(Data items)
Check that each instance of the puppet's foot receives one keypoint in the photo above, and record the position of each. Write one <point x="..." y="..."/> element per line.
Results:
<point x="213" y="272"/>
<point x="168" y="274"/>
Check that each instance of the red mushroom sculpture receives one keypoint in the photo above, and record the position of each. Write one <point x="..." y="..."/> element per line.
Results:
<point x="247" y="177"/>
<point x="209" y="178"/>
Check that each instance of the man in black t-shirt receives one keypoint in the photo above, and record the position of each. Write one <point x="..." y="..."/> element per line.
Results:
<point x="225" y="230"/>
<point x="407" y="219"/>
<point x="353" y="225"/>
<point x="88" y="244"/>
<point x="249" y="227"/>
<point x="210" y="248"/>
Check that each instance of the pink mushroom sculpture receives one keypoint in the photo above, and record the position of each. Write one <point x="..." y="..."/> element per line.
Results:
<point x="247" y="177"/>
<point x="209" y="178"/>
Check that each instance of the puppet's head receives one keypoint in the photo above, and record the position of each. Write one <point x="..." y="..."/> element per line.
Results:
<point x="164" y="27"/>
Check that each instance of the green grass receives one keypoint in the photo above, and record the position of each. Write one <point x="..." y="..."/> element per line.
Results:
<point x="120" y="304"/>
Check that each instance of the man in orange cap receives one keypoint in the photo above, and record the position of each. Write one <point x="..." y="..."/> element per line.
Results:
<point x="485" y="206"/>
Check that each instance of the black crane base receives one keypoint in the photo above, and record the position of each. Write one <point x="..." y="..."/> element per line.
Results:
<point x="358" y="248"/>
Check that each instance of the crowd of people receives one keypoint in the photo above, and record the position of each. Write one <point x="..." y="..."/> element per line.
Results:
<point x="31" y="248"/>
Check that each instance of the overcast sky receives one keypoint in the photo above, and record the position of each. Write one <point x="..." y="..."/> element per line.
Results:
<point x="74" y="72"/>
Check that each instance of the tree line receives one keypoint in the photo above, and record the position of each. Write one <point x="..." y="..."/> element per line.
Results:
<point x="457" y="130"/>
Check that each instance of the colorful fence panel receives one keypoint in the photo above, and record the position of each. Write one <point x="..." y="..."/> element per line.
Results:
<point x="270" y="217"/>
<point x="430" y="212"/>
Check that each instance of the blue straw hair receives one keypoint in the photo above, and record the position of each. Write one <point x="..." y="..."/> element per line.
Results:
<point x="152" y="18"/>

Task brief. The records above should be repeated in full, exactly as given.

Response box.
Check that each instance of the puppet's foot receives one keypoint in the photo above, and record the position of each. Write one <point x="..." y="..."/> element per line.
Results:
<point x="213" y="272"/>
<point x="168" y="274"/>
Check that each instance of the red mushroom sculpture receives one keypoint in the photo above, and record the position of each. Write one <point x="..." y="..."/> element per line.
Results:
<point x="247" y="177"/>
<point x="209" y="178"/>
Check that each instance of the man in black t-shirt receives one keypoint in the photo above, and record the position of each. Write one <point x="..." y="..."/> element per line.
Results:
<point x="225" y="230"/>
<point x="407" y="219"/>
<point x="353" y="225"/>
<point x="88" y="244"/>
<point x="249" y="227"/>
<point x="210" y="248"/>
Check that each instance of the pink mushroom sculpture receives one keypoint in the photo above, and record the position of each. Write one <point x="..." y="..."/> element per line.
Results:
<point x="247" y="177"/>
<point x="209" y="178"/>
Check that each instance of the puppet's head receives one keypoint in the photo above, and record the position of each. Write one <point x="..." y="..."/> element per line.
Results:
<point x="164" y="27"/>
Check that each instance of the green grass receives one keypoint in the photo above, and record the position of each. Write one <point x="..." y="..."/> element per line.
Results:
<point x="120" y="304"/>
Check that each instance of the man in orange cap receives one keypoint in the photo above, and record the position of each. Write one <point x="..." y="..."/> element per line.
Results:
<point x="485" y="206"/>
Check that each instance of the black crane base receives one keypoint in the photo above, and record the position of each. Write one <point x="..." y="..."/> element per line.
Results:
<point x="358" y="248"/>
Check that each instance of the crowd of people receives one keypoint in the photo above, and record the position of each. Write one <point x="..." y="..."/> element per line.
Results:
<point x="31" y="248"/>
Check that each instance of the overcast sky receives one keypoint in the photo above, and record the position of each. Write one <point x="..." y="..."/> element per line.
Results:
<point x="74" y="72"/>
Check that each instance of the tree line receives one keypoint in the photo above, and record the position of each. Write one <point x="..." y="..."/> element per line.
Results:
<point x="457" y="130"/>
Check that each instance of the colorful fence panel receives one keypoint in the photo above, and record the position of each. Write one <point x="..." y="..."/> element per line.
Results:
<point x="270" y="217"/>
<point x="430" y="212"/>
Check that each instance of the blue straw hair receives one keypoint in the photo above, and record the position of each. Write one <point x="..." y="..."/> element per line.
Results:
<point x="152" y="18"/>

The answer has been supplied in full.